Document passage
NEUROSCIENCE AWARD GOES TO CAROLINE WASKOW OF ST. ODILIA SCHOOL
For immediate release.
NR-08-04 (sent 10/15/04) For more information, please call Elissa Petruzzi at (202) 462-6688.
NEUROSCIENCE AWARD GOES TO CAROLINE WASKOW OF ST. ODILIA SCHOOL
WASHINGTON, DC October 15 – Caroline Waskow, a teacher at St. Odilia School in Shoreview, Minnesota, has been awarded a “Teacher Travel Award” to attend Neuroscience 2004, a scientific meeting in San Diego, October 23 – 27. Waskow is one of five teachers nationwide to receive the award, given by the Society for Neuroscience.
“I find neuroscience fascinating and would like to develop greater appreciation of the relationship between general health and the brain,” says Waskow. “A goal for my students is to help them to understand that the health of their brain and nervous system affects the quality of their own lives.”
Waskow, previously an environmental scientist who now holds a master's degree in education from the University of Minnesota, already has plans for the meeting. “I would like to develop a partnership with a neuroscientist to allow my students the opportunity to get to know a scientist and to gain greater understanding of how scientific research is conducted,” she says. “I believe my students would benefit from knowing scientists as real people.”
Teachers receiving the award will have the opportunity to attend the wide variety of scientific sessions available. Lectures on spinal cord regeneration, human vision, and Alzheimer's disease are only a few of the many meeting highlights. In addition, there are several education-related workshops designed to help teacher awardees focus more on the needs of their classrooms at home.

To do
(a) According to the press release, why does Waskow want to form a partnership with a neuroscientist? Answer in one to three sentences.
(b) Print the press release from "Waskow, previously an" up to and including "classrooms at home.".
Rely only on the press release above.

Recorded information
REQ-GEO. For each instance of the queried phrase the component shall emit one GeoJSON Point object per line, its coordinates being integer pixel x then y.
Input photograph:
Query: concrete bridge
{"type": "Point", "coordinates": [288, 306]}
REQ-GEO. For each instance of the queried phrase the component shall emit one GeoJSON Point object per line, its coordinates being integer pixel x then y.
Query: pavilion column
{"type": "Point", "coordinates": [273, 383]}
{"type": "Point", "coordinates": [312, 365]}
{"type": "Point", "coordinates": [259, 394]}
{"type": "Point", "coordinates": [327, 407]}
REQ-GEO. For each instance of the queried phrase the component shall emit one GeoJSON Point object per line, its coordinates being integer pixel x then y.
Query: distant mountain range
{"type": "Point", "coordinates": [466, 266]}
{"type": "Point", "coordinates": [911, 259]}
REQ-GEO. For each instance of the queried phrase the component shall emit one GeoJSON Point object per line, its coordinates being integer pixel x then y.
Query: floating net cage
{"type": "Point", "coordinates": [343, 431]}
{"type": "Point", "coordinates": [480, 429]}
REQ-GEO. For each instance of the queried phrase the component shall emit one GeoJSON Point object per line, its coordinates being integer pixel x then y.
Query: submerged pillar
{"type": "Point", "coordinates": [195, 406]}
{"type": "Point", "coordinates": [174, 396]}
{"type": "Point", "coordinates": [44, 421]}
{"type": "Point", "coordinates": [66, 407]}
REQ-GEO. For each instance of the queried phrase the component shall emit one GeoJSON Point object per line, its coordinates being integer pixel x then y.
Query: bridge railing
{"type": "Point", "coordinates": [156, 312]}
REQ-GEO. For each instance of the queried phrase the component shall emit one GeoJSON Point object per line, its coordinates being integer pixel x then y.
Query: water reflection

Responses by item number
(a) She wants her students to have the chance to get to know a scientist and better understand how scientific research is conducted. She believes her students would benefit from knowing scientists as real people.

(b)
Waskow, previously an environmental scientist who now holds a master's degree in education from the University of Minnesota, already has plans for the meeting. “I would like to develop a partnership with a neuroscientist to allow my students the opportunity to get to know a scientist and to gain greater understanding of how scientific research is conducted,” she says. “I believe my students would benefit from knowing scientists as real people.”
Teachers receiving the award will have the opportunity to attend the wide variety of scientific sessions available. Lectures on spinal cord regeneration, human vision, and Alzheimer's disease are only a few of the many meeting highlights. In addition, there are several education-related workshops designed to help teacher awardees focus more on the needs of their classrooms at home.